**EXERCISE GOAL:**
Transcribe each line of the data below verbatim, without any alteration.

**RECORDS PROVIDED:**
|---|
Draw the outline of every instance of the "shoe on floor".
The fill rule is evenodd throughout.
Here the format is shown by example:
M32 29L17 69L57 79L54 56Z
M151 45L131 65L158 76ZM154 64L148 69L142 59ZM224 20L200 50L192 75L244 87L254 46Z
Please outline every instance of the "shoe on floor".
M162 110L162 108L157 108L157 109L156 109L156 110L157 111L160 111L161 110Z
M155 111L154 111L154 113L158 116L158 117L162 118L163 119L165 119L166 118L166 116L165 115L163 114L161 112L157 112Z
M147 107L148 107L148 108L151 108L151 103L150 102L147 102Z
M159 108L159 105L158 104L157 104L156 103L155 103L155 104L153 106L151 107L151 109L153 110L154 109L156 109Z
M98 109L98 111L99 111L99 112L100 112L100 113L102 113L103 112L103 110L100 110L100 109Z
|---|
**SOLUTION:**
Draw the outline of every instance of the "shoe on floor".
The fill rule is evenodd throughout.
Here the format is shown by example:
M32 29L17 69L57 79L54 56Z
M151 45L131 65L158 76ZM154 64L148 69L142 59ZM224 20L200 50L192 75L244 87L254 46Z
Please outline every instance of the "shoe on floor".
M162 110L162 108L157 108L157 109L156 109L156 110L157 111L160 111L161 110Z
M155 111L154 111L154 113L158 116L158 117L162 118L163 119L165 119L166 118L166 116L165 115L163 114L161 112L157 112Z
M147 107L148 107L148 108L151 108L151 103L150 102L147 102Z
M159 108L159 105L158 104L157 104L156 103L155 103L155 104L153 106L151 107L151 109L153 110L154 109L156 109Z
M98 109L98 111L99 111L99 112L100 112L100 113L102 113L103 112L103 110L100 110L100 109Z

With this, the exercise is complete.